◆ Arbeitsanweisung: Schreiben Sie aus dem Text über die Stadt Hungen den Abschnitt wortgetreu ab, beginnend mit „Zur Entwicklung der“ und weiter bis einschließlich „Gemeindeverwaltung ist Hungen.“.

═══ Lesetext

Ältestes Stadtsiegel: S(igillum) opidi Houngen 1368-95 (Ortswappenbuch Nr. 365). Den geringen Umfang städtischer Freiheit kennzeichnet das Fehlen einer eigenen Gerichtsbarkeit. 1410 ordnet Werner von Falkenstein die Verpflichtungen der Stadt, wonach die Bürger zur Stellung von Wachen und zu Frondiensten verpflichtet waren und eine Bede von 220 Gulden bezahlen mußten. 1356: 2 Schöffen, 1384: Schultheiß, Zentgraf und Bürgermeister, 1417: Bürgermeister, Schöffen, Rat und Bürger der Stadt Hungen

Gemeindeentwicklung:

Zur Entwicklung der im Zuge der hessischen Gebietsreform neu gebildeten Stadtgemeinde s. Hungen, Stadtgemeinde. Sitz der Gemeindeverwaltung ist Hungen.

Besitz

Grundherrschaft und Grundbesitzer:

  • 782 schenkt König Karl des Großen Kloster Hersfeld Besitz in Hungen, den vorher Graf Heimerich vom König zu Lehen hatte. Nach dem Breviarium sancti Lulli umfaßte die Schenkung Karls des Großen in der Villikation Hungen (in villa que dicitur Hungen) 40 Hufen und 28 Mansen (vgl. Ziff. 2b).

══════
═══ Aufgeführte Daten

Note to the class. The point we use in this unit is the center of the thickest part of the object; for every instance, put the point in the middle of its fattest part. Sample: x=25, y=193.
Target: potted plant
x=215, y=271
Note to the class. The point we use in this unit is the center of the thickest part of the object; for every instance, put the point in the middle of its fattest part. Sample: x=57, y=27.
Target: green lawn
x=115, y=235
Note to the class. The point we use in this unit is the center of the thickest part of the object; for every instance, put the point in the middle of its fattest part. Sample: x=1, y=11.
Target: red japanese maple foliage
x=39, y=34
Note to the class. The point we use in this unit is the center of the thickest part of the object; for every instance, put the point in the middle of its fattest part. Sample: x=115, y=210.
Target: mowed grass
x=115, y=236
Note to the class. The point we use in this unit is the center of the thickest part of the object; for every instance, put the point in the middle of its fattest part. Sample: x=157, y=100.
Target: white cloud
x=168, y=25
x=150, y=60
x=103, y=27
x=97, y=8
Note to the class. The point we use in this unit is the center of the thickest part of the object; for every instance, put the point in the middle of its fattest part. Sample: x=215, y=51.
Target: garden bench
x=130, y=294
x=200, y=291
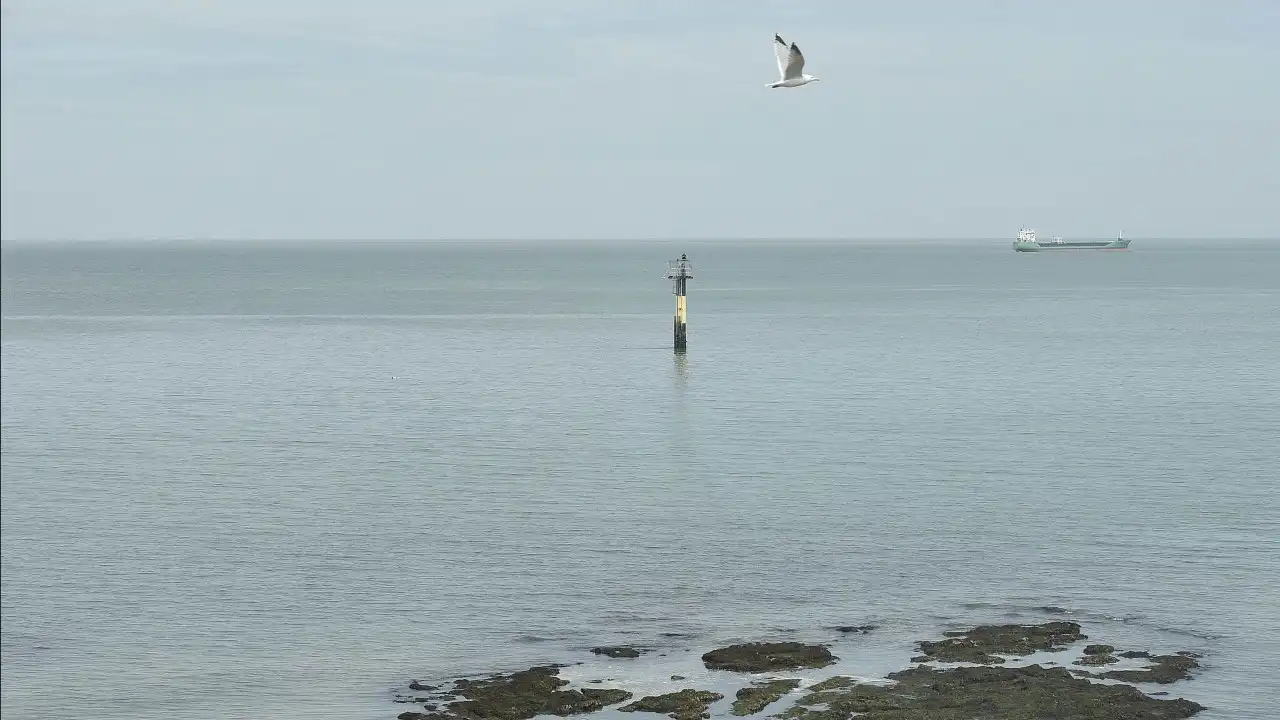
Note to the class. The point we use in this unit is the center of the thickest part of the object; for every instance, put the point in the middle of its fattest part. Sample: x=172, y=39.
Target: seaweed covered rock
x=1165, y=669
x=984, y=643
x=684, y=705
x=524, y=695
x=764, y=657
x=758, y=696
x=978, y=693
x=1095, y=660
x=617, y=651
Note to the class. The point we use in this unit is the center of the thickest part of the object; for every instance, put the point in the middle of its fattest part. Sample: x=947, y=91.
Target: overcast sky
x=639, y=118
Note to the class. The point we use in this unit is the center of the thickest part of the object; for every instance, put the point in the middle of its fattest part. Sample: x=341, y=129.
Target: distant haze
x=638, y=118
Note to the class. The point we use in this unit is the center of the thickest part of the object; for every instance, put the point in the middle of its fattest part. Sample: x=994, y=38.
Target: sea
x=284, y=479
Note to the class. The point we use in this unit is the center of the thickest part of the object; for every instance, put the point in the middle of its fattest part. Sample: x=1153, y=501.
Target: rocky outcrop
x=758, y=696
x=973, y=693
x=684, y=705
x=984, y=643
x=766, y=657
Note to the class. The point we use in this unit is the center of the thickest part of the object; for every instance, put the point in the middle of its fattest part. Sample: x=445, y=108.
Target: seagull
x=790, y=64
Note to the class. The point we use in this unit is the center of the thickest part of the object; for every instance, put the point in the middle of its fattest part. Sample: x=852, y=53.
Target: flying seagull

══════

◆ Lösung:
Zur Entwicklung der im Zuge der hessischen Gebietsreform neu gebildeten Stadtgemeinde s. Hungen, Stadtgemeinde. Sitz der Gemeindeverwaltung ist Hungen.